Text passage:
## Neural Language Modeling

### Develop a Word-Based Neural Language Model

##### Model 1: One-Word-In, One-Word-Out Sequences

In [4]:
from numpy import array
import numpy as np
from keras.preprocessing.text import Tokenizer
from keras.utils import to_categorical
from keras.utils import plot_model
from keras.models import Sequential
from keras.layers import Dense
from keras.layers import LSTM
from keras.layers import Embedding

# generate a sequence from the model
def generate_seq(model, tokenizer, seed_text, n_words):
    in_text, result = seed_text, seed_text
    # generate a fixed number of words
    for _ in range(n_words):
        # encode the text as integer
        encoded = tokenizer.texts_to_sequences([in_text])[0]
        encoded = array(encoded)
        # predict a word in the vocabulary
        yhat = model.predict(encoded, verbose=0)
        # Find the index of the word with the highest probability
        predicted_word_index = np.argmax(yhat)
        # map predicted word index to word
        out_word = ''
        for word, index in tokenizer.word_index.items():
            if index == predicted_word_index:
                out_word = word
                break
        # append to input
        in_text, result = out_word, result + ' ' + out_word
    return result


# define the model
def define_model(vocab_size):
    model = Sequential()
    model.add(Embedding(vocab_size, 10, input_length=1))
    model.add(LSTM(50))
    model.add(Dense(vocab_size, activation='softmax'))
    # compile network
    model.compile(loss='categorical_crossentropy', optimizer='adam', metrics=['accuracy'])
    # summarize defined model
    model.summary()
    #plot_model(model, to_file='model.png', show_shapes=True)
    return model


# source text
data = """ In the mustardseed sun,
By full tilt river and switchback sea
Where the cormorants scud,
In his house on stilts high among beaks
And palavers of birds
This sandgrain day in the bent bay's grave
He celebrates and spurns
His driftwood thirty-fifth wind turned age;
Herons spire and spear.

Exercises:
[a] In the neural language modeling page, which optimizer is used to compile the network?
[b] From the neural language modeling page, reproduce the part that opens with the words containing "# generate a sequence" and closes with "predicted_word_index = np.argmax(yhat)".

Coordinate labeling data:
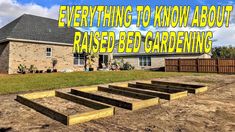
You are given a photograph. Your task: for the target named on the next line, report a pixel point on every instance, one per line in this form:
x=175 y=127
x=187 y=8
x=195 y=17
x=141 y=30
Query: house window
x=145 y=61
x=48 y=52
x=79 y=59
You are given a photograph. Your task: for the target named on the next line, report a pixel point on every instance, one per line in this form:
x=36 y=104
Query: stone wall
x=4 y=57
x=157 y=61
x=35 y=54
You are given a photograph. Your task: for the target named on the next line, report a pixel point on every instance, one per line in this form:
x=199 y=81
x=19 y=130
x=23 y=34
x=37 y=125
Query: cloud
x=11 y=9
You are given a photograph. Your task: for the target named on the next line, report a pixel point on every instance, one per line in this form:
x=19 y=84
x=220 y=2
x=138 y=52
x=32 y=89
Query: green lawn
x=32 y=82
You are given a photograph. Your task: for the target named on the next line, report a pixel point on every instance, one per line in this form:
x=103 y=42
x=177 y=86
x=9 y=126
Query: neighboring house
x=33 y=40
x=142 y=60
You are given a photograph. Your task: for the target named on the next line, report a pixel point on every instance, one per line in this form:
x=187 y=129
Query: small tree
x=91 y=58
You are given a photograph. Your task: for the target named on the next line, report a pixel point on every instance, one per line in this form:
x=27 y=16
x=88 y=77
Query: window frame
x=145 y=61
x=79 y=57
x=48 y=52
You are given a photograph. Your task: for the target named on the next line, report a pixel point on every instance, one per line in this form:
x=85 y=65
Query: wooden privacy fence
x=200 y=65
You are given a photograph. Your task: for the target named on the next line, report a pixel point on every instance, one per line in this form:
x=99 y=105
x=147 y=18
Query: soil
x=115 y=96
x=63 y=106
x=212 y=111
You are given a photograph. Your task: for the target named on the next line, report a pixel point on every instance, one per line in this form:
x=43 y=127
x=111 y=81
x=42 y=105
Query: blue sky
x=11 y=9
x=49 y=3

Results:
[a] Adam.

[b]
# generate a sequence from the model
def generate_seq(model, tokenizer, seed_text, n_words):
    in_text, result = seed_text, seed_text
    # generate a fixed number of words
    for _ in range(n_words):
        # encode the text as integer
        encoded = tokenizer.texts_to_sequences([in_text])[0]
        encoded = array(encoded)
        # predict a word in the vocabulary
        yhat = model.predict(encoded, verbose=0)
        # Find the index of the word with the highest probability
        predicted_word_index = np.argmax(yhat)